*Article*
== == ==
It's these cases where mock classes are particularly useful - because you can
forcefully simluate any behavior from the external service and make sure your
code is working correctly for all the potential circumstances. Having to rely
on divine intervention to trigger some event that may only happen 1% of the
time in the real-world situation is hardly practical. Unfortunately testing in
the wild is often like this - everything works fine 99% of the time.

Even for cases where you're arguing for a fixture with real test data in (from
a database), then the reasonable thing to do is extract this data beforehand
and encode it into the unit testing language (which is fairly trivial to do).
Now you have a reliable test which will continue to work as you update the
code. Testing against live data is giving a false sense of security to begin
with anyway. Imagine the scenario where you have a bunch of data in the
database, you run your unit test against it with all green flags - then after
deployment, somebody inserts into the database a value which your code doesn't
expect. The unit test shouldn't be testing against real world data, but
against data representitive of the possible values it should accept (ie,
include all the obvious edge cases which should fail too, but are not likely
to exist in the real world DB).
== == ==
*To do*
• A. List every parenthetical remark in the passage on unit testing, giving each with its parentheses.
• B. Render this sentence from the passage on unit testing in Spanish: "Now you have a reliable test which will continue to work as you update the code."

*Records shown*
== == ==
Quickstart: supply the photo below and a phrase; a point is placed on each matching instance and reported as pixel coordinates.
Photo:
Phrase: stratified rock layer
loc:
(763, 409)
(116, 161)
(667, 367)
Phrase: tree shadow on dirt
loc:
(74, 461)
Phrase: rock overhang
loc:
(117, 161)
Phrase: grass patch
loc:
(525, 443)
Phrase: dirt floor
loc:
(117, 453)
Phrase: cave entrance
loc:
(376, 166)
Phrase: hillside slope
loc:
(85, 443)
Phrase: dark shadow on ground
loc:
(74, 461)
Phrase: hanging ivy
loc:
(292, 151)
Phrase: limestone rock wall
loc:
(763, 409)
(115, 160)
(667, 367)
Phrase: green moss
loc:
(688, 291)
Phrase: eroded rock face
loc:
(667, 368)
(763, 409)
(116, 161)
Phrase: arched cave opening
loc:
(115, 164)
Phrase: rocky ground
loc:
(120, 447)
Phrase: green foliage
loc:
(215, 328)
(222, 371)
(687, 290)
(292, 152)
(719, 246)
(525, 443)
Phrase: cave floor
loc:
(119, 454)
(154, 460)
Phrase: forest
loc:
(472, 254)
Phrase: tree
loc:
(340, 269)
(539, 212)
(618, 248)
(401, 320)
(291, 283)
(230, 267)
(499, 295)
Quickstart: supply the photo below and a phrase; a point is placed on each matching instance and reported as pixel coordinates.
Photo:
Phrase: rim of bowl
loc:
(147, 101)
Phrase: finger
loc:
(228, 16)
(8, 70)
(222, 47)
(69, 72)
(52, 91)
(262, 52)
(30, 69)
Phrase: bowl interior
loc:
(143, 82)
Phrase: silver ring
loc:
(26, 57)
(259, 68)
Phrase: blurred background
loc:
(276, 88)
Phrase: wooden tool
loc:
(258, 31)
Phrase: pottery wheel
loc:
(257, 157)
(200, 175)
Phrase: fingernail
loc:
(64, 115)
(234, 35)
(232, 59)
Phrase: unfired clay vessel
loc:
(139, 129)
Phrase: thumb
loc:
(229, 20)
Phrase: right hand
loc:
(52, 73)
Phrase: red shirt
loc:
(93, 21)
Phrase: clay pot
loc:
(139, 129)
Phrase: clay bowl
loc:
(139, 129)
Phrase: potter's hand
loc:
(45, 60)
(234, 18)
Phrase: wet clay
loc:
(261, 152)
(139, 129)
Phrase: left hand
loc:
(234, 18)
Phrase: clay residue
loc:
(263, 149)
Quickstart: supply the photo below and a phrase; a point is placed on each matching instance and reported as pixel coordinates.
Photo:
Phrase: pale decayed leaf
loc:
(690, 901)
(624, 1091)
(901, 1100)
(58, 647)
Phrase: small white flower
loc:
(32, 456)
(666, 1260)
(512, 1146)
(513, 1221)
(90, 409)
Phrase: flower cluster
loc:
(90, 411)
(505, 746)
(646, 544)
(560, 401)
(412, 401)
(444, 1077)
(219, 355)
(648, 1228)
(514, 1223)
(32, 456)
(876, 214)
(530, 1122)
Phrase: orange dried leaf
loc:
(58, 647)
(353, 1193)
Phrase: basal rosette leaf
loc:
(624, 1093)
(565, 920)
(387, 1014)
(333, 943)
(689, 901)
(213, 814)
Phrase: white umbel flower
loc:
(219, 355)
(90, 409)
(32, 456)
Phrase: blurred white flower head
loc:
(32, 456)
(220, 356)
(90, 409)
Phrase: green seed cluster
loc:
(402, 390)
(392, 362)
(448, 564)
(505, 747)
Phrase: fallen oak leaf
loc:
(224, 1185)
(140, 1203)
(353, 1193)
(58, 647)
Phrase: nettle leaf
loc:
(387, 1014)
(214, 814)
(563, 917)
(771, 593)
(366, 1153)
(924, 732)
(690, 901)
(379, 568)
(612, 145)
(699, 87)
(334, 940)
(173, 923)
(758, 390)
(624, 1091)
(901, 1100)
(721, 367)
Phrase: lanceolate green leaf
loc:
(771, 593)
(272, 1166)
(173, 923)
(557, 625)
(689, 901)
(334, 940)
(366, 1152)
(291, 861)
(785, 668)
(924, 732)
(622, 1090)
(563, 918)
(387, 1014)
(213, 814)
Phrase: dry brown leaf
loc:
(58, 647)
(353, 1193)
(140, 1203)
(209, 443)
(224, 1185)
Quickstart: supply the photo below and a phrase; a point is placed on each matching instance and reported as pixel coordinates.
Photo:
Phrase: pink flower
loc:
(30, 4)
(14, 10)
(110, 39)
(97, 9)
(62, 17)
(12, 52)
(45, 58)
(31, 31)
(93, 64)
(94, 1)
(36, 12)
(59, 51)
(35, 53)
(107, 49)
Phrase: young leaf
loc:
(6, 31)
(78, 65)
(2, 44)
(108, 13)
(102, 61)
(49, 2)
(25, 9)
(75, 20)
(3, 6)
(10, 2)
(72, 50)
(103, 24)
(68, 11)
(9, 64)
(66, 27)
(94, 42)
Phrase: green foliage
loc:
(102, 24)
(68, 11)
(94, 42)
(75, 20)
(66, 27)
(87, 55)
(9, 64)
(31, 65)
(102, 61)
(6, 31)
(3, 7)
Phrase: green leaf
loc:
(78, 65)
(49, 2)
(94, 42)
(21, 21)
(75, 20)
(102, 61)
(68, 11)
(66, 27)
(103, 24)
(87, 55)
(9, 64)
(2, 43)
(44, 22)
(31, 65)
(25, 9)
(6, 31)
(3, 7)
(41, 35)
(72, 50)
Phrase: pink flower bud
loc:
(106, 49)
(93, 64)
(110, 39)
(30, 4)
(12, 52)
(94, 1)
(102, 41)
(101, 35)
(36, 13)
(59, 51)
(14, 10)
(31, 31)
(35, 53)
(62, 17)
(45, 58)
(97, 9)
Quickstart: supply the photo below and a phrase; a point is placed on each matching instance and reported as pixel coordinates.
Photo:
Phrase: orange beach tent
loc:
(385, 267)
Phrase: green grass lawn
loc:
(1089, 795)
== == ==
*Exercise solutions*
• A.
(from a database)
(which is fairly trivial to do)
(ie, include all the obvious edge cases which should fail too, but are not likely to exist in the real world DB)

• B. Ahora tienes una prueba fiable que seguirá funcionando a medida que actualices el código.